● Task prompt
Please output the full listing, character for character.

● Records provided
+--

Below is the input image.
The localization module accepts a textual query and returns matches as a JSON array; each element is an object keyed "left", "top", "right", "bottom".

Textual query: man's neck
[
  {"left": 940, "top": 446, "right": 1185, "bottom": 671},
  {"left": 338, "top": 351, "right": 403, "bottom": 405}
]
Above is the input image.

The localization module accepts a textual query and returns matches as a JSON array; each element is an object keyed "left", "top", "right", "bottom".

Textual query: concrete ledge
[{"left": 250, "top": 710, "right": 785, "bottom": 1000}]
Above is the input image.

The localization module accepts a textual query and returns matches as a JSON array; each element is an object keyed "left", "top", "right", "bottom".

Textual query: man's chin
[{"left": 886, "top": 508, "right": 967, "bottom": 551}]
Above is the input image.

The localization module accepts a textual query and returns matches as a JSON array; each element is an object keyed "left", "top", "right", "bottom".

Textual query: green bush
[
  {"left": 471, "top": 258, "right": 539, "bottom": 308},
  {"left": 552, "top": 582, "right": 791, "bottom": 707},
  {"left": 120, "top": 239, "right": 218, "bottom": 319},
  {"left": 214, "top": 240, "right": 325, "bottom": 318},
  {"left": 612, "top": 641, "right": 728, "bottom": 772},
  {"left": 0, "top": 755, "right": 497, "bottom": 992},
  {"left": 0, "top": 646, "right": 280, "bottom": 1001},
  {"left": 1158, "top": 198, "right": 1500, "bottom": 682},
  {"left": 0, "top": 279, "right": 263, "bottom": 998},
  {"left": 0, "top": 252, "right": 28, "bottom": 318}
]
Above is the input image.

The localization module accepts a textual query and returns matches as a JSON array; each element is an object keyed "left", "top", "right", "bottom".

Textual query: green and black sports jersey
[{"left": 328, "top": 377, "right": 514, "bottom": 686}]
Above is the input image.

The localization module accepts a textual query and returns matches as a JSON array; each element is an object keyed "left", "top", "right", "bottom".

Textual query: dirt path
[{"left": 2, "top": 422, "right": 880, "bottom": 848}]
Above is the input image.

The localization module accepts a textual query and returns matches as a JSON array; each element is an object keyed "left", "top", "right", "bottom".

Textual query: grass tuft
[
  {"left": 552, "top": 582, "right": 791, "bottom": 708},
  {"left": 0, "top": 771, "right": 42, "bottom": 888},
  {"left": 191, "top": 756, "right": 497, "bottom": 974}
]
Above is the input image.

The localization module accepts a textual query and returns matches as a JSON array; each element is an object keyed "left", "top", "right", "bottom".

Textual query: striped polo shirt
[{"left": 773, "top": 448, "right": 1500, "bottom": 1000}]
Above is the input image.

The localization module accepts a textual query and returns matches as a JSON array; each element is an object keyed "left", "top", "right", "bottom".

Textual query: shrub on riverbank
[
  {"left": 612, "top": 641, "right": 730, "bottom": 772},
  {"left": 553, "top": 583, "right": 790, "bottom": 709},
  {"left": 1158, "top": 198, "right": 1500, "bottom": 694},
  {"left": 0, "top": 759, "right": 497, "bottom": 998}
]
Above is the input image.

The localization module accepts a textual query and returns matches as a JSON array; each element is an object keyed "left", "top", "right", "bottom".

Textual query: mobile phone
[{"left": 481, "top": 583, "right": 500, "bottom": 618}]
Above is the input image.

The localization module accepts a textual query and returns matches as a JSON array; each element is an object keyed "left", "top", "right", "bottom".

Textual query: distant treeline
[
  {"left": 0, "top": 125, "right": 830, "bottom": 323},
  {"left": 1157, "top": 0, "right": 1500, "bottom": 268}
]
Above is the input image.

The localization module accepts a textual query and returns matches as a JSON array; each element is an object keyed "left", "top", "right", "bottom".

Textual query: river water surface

+--

● Answer for the task
Below is the input image.
The localization module accepts a textual query and returns matches as a JSON array; each element is an object keyed "left", "top", "right", "bottom".

Textual query: man's neck
[
  {"left": 940, "top": 446, "right": 1185, "bottom": 671},
  {"left": 338, "top": 351, "right": 403, "bottom": 405}
]
Above is the input image.

The localization module accepts a textual query and returns matches as a JSON array; each element is an object keyed "left", "top", "right", "bottom".

Textual query: concrete ledge
[{"left": 250, "top": 710, "right": 785, "bottom": 1000}]
Above is the input image.

The localization module accepts a textual query and returns matches as a JSON array; each element is an object keyed "left", "top", "right", "bottom".

Textual query: man's chin
[{"left": 886, "top": 508, "right": 967, "bottom": 551}]
Above is the input image.

The localization module accepts a textual query and returns matches as a JSON array; each element is an object keyed "left", "top", "right", "bottom".

Textual query: green bush
[
  {"left": 471, "top": 258, "right": 539, "bottom": 308},
  {"left": 552, "top": 582, "right": 791, "bottom": 707},
  {"left": 120, "top": 239, "right": 218, "bottom": 319},
  {"left": 214, "top": 240, "right": 325, "bottom": 318},
  {"left": 612, "top": 641, "right": 728, "bottom": 772},
  {"left": 0, "top": 755, "right": 497, "bottom": 992},
  {"left": 0, "top": 646, "right": 280, "bottom": 1001},
  {"left": 1158, "top": 198, "right": 1500, "bottom": 682},
  {"left": 0, "top": 279, "right": 263, "bottom": 998},
  {"left": 0, "top": 252, "right": 28, "bottom": 318}
]
Above is the input image.

The localization module accepts a textual query and returns matches as a JSON array; each element is an object keyed "left", "top", "right", "bottom".

Textual query: green and black sports jersey
[{"left": 328, "top": 377, "right": 514, "bottom": 686}]
Above is the input image.

The localization module accepts a textual query and returns matches as a JSON array; each element is an object keyed "left", "top", "right", "bottom".

Textual query: dirt path
[{"left": 2, "top": 422, "right": 880, "bottom": 848}]
Above is the input image.

The localization module accepts a textual query and returns matches as a JSON array; each element is an object keyed "left", "top", "right", "bottom".

Textual query: grass tuft
[
  {"left": 552, "top": 582, "right": 791, "bottom": 708},
  {"left": 0, "top": 771, "right": 42, "bottom": 888},
  {"left": 191, "top": 756, "right": 497, "bottom": 974}
]
Above is the input image.

The localization module accepts a textual query and returns matches as a JSON array; each element is an object keyed "left", "top", "right", "bottom".

Textual query: striped polo shirt
[{"left": 773, "top": 448, "right": 1500, "bottom": 1000}]
Above is the input image.

The localization module accepts a textual query and returns matches as a JSON array; each element is an object keyed "left", "top", "right", "bottom".

Textual query: shrub on riverbank
[
  {"left": 612, "top": 641, "right": 730, "bottom": 772},
  {"left": 553, "top": 583, "right": 790, "bottom": 709},
  {"left": 1158, "top": 198, "right": 1500, "bottom": 694},
  {"left": 0, "top": 759, "right": 497, "bottom": 998}
]
Above is the input image.

The localization module accepts a textual query and returns matches as a JSON array; each element is an object keyed "left", "top", "right", "bottom".

Textual query: mobile phone
[{"left": 481, "top": 583, "right": 500, "bottom": 618}]
Above is the input image.

The localization module accepts a textual query and returns matches as a JSON array; each element is an object keyed "left", "top", "right", "bottom".

Textual query: distant treeline
[
  {"left": 0, "top": 125, "right": 830, "bottom": 323},
  {"left": 1157, "top": 0, "right": 1500, "bottom": 268}
]
Above is the input image.

The localization module accepts a textual query and returns matches as a JSON array; each element is an object keyed "left", "top", "right", "bottom".

Textual query: river water surface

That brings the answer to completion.